(Verilen Problem 1) Kayıtlarda "[point] mountain range" ifadesinin geçtiği satırdan başlayıp kayıtların sonuna kadar uzanan satırları yeniden yazın. Bu satırlarda "pointed summit" yerine "sharp peak" koyun ve geri kalan her şeyi olduğu gibi bırakın.

HDP’NİN “ONURLU BARIŞ VE DEMOKRATİK MÜZAKERE” KAMPANYASI VE DİYARBAKIR MİTİNGİ

Özgür Amed
23 Temmuz 2019
SATIRBAŞLARI

HDP 10 Temmuz’da ilan ettiği “Onurlu Barış ve Demokratik Müzakere” kampanyası ve “Demokrasi İttifakı” çağrısı kapsamındaki ilk mitingini 22 Temmuz’da Diyarbakır’da yaptı. 1+1 Forum oradaydı.  
22 Temmuz’da yapılan Diyarbakır mitingi meydanlara coşkuyu geri getirdi

Hatırlanacağı üzere PKK lideri Abdullah Öcalan ile mayıs ayının ilk haftasında başlayan görüşmeler, 18 Haziran’daki son görüşme sonrası yeniden kesintiye uğradı.

Bu görüşmelerde Türkiye’deki mevcut siyasetin gidişatına dair dile getirilen ilk başlık “onurlu bir barış” gündemiydi. Sekiz yıl aradan sonra 2 Mayıs’ta gerçekleşen görüşme sonrası avukatlar tarafından Öcalan’ın “İçinden geçtiğimiz tarihi süreçte derin bir toplumsal uzlaşmaya ihtiyaç vardır. Sorunların çözümünde her türlü kutuplaşma ve çatışma kültüründen uzak, demokratik müzakere yöntemine şiddetle ihtiyaç vardır. Türkiye’nin ve hatta bölgenin sorunlarını, başta savaş olmak üzere, fiziki şiddet araçlarıyla değil, yumuşak güçle, yani akıl, politik ve kültürel güçle çözebiliriz” sözleri kamuoyu ile paylaşılmış ve çokça tartışılmıştı.

(Verilen Problem 2) HDP kampanyasına ilişkin metinden "22 Temmuz’da yapılan" sözleriyle başlayan bölümü "ve çokça tartışılmıştı." sözleriyle bitirerek harfi harfine aktarın.

(Listelenen Kayıtlar)
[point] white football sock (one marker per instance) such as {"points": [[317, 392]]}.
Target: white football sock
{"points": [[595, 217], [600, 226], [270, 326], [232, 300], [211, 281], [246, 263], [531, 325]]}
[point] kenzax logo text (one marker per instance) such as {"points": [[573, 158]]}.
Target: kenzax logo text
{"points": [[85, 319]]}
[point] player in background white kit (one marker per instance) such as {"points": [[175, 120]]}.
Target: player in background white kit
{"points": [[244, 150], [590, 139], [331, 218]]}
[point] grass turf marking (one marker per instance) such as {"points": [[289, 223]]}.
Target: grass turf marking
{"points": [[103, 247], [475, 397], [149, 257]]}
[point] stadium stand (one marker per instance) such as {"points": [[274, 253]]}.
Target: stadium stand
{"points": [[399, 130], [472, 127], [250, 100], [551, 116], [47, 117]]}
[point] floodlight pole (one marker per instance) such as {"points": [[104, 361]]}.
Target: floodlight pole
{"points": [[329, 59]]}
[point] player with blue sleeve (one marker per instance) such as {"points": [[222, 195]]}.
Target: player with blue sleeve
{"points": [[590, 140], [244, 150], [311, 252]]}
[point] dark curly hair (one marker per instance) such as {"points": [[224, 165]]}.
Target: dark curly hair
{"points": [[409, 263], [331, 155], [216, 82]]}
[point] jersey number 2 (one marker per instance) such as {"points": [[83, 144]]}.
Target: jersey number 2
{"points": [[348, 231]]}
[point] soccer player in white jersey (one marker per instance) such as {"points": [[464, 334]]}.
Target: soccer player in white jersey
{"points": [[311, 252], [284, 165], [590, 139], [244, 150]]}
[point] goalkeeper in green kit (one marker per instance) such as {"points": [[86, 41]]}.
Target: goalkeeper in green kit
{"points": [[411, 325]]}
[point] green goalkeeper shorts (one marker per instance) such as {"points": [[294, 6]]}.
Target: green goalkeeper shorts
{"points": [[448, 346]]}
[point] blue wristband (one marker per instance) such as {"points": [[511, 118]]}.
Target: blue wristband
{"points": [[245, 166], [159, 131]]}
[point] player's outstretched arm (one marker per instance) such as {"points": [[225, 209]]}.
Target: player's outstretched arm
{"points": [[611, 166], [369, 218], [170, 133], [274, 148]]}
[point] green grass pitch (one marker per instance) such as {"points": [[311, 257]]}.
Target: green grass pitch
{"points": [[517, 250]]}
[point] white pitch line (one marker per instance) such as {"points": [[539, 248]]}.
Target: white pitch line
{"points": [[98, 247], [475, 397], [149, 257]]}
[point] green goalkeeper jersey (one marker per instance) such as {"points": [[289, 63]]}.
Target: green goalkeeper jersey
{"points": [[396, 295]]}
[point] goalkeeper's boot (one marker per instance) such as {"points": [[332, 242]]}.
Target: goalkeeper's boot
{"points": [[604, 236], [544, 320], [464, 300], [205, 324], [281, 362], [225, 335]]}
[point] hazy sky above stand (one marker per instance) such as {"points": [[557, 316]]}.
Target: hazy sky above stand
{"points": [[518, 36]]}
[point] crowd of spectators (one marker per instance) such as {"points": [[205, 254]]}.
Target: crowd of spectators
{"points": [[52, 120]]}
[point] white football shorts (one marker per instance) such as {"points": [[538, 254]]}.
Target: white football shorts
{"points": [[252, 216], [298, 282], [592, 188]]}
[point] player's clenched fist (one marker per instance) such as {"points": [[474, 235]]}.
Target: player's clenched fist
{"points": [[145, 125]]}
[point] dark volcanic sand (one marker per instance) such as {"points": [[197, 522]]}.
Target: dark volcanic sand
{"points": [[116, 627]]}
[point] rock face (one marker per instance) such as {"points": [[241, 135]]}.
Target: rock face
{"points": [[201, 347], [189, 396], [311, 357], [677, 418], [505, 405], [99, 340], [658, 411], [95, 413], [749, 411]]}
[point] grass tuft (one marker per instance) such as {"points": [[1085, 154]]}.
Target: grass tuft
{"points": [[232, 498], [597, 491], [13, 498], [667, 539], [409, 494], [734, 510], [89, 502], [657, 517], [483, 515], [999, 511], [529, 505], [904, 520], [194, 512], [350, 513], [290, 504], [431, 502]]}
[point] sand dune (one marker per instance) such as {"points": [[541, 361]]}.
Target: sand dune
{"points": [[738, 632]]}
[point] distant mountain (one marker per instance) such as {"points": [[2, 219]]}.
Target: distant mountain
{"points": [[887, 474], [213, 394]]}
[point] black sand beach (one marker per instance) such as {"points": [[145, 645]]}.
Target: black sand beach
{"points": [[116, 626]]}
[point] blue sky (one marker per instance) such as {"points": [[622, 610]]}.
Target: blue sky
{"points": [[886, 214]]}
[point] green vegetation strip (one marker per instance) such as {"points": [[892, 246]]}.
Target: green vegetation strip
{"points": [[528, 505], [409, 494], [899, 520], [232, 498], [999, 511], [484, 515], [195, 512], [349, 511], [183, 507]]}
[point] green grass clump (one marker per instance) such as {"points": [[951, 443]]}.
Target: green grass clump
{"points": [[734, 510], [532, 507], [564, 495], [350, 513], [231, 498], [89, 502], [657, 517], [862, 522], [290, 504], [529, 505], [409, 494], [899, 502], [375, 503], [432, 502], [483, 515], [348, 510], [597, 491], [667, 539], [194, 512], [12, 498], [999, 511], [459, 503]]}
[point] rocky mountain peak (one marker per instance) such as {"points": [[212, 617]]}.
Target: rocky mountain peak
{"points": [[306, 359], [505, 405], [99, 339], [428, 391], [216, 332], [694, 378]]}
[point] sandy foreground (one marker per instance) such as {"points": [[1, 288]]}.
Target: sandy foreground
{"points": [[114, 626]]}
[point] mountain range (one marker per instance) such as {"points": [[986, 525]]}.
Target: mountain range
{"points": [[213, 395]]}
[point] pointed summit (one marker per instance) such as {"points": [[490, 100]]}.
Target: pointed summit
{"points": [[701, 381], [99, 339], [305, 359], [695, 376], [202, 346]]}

(Yazılı Çözüm 1)
[point] mountain range (one marker per instance) such as {"points": [[986, 525]]}.
Target: mountain range
{"points": [[213, 395]]}
[point] sharp peak (one marker per instance) such as {"points": [[490, 100]]}.
Target: sharp peak
{"points": [[701, 381], [99, 339], [305, 359], [695, 376], [202, 346]]}

(Yazılı Çözüm 2)
22 Temmuz’da yapılan Diyarbakır mitingi meydanlara coşkuyu geri getirdi

Hatırlanacağı üzere PKK lideri Abdullah Öcalan ile mayıs ayının ilk haftasında başlayan görüşmeler, 18 Haziran’daki son görüşme sonrası yeniden kesintiye uğradı.

Bu görüşmelerde Türkiye’deki mevcut siyasetin gidişatına dair dile getirilen ilk başlık “onurlu bir barış” gündemiydi. Sekiz yıl aradan sonra 2 Mayıs’ta gerçekleşen görüşme sonrası avukatlar tarafından Öcalan’ın “İçinden geçtiğimiz tarihi süreçte derin bir toplumsal uzlaşmaya ihtiyaç vardır. Sorunların çözümünde her türlü kutuplaşma ve çatışma kültüründen uzak, demokratik müzakere yöntemine şiddetle ihtiyaç vardır. Türkiye’nin ve hatta bölgenin sorunlarını, başta savaş olmak üzere, fiziki şiddet araçlarıyla değil, yumuşak güçle, yani akıl, politik ve kültürel güçle çözebiliriz” sözleri kamuoyu ile paylaşılmış ve çokça tartışılmıştı.